(Requirement 1):
Reproduce the records below from the line with "Each instance of the puppy's paw" through the end of the records, substituting "Annotate" for "Mark" and changing nothing else. Omit the pictures from your answer.

(Selected text):
------------------------------------

= Old field (ecology) =

Land formerly cultivated or grazed but later abandoned

Old field is a term used in ecology to describe lands formerly cultivated or grazed but later abandoned. The dominant flora include perennial grasses, heaths and herbaceous plants. Old fields are canonically defined as an intermediate stage found in ecological succession in an ecosystem advancing towards its climax community, a concept which has been debated by contemporary ecologists for some time.

Old field sites are often marginal lands with soil quality unsuitable for crops or pasture. Examples include abandoned farmlands in central Ontario, along the edge of the Canadian Shield.

Stress tolerant species with wide seed dispersal ranges are able to colonize cultivated fields after their initial abandonment, usually followed by perennial grasses. The succession of old fields culminates in takeover by trees and shrubs, eventually leading to a climax forest stand.

== How old fields form ==
Most old fields form as a result of agricultural land abandonment, the rate of which has been exponentially increasing, at a global scale, since the 1950s.

Agricultural plots may be abandoned due to degraded nutrient levels in the soil following many growing seasons and/or crop rotations. In some cases, however, specifically in Europe during the late 1950s and early 1960's, farm lands were abandoned due to a new agriculture policy. The policy influenced farmers to abandon plots because they believed it made prices too high, was wasteful, and would lead to overproduction. Though the policy has changed over time, researchers believe it is still failing the EU in many ways and ultimately harming the ecology of farm lands.

------------------------------------

(Requirement 2):
In the old field article, since when has agricultural land abandonment been increasing exponentially at a global scale?

(Data lines):
------------------------------------

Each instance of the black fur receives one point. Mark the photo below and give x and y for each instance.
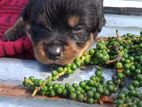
(53, 25)
(54, 39)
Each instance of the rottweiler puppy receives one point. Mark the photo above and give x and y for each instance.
(60, 30)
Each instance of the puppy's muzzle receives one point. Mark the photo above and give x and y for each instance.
(54, 52)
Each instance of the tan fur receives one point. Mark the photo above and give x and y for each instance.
(73, 21)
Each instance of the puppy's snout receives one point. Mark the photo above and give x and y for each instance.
(54, 52)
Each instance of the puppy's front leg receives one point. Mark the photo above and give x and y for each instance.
(16, 31)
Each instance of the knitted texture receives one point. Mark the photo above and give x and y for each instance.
(9, 12)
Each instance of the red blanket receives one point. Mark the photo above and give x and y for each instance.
(9, 12)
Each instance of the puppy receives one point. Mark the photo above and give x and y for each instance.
(60, 30)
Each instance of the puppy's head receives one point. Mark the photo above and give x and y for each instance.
(61, 30)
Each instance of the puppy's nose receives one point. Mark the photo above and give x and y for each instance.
(54, 52)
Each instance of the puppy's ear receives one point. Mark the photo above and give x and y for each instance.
(27, 11)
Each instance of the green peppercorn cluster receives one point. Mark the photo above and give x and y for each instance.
(124, 54)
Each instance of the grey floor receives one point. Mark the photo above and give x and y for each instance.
(12, 71)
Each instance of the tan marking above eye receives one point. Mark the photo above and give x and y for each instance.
(73, 21)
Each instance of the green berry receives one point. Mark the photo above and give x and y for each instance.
(90, 101)
(80, 97)
(90, 94)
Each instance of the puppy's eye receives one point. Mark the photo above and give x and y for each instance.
(78, 29)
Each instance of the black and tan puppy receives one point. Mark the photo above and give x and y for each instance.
(60, 30)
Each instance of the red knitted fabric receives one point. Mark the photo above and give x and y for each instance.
(9, 12)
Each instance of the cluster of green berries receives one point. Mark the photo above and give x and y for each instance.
(124, 54)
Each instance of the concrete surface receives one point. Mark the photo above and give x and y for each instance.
(12, 71)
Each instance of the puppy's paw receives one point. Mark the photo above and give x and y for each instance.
(12, 34)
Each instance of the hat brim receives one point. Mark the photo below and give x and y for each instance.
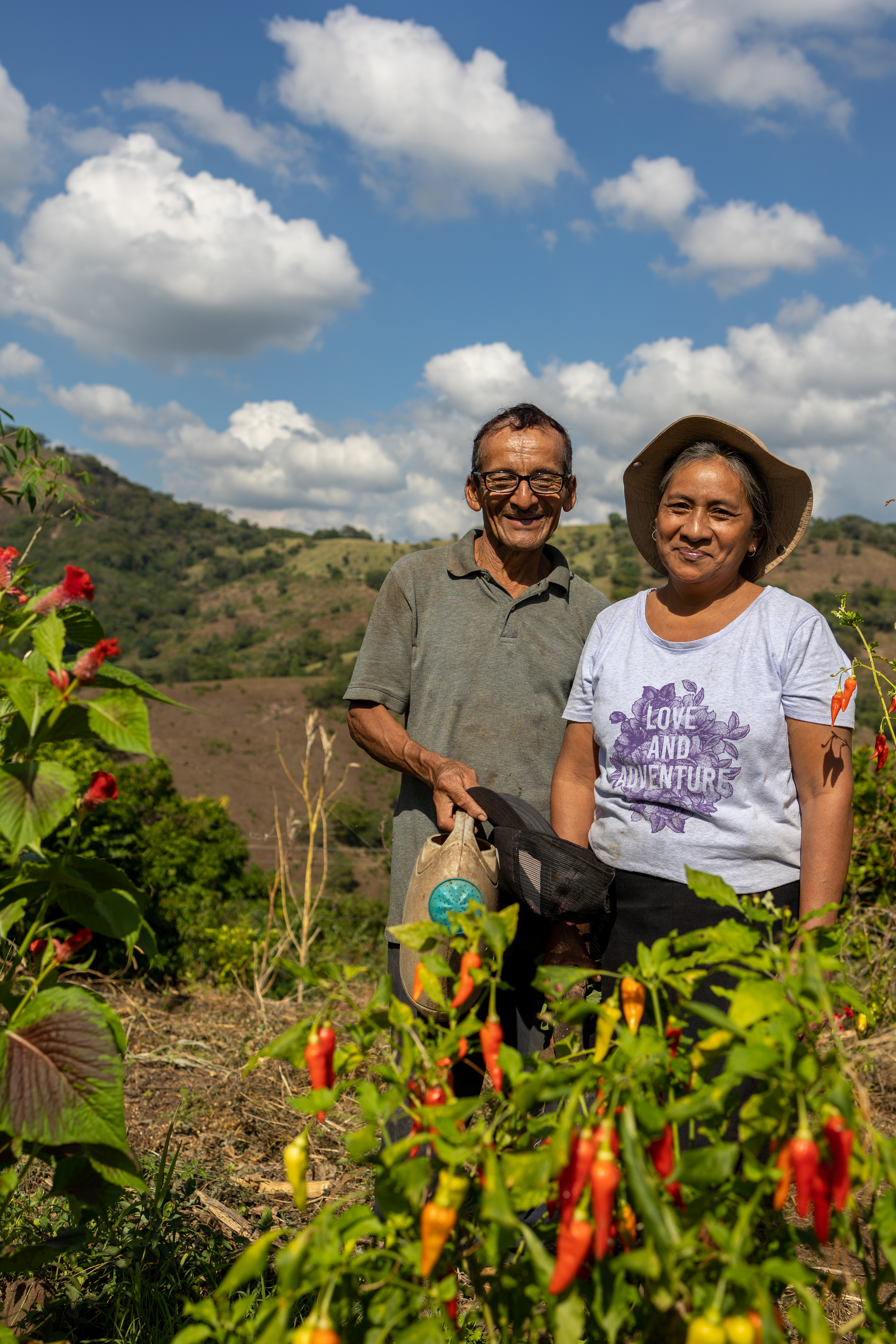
(789, 490)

------------------------------------

(Written response 1):
Each instance of the puppy's paw receives one point. Annotate the photo above and give x and y for each instance.
(12, 34)
Each instance of the hat brim receives one point. Annotate the photo below and give x and y for each instance.
(789, 490)

(Written response 2):
Since the 1950s.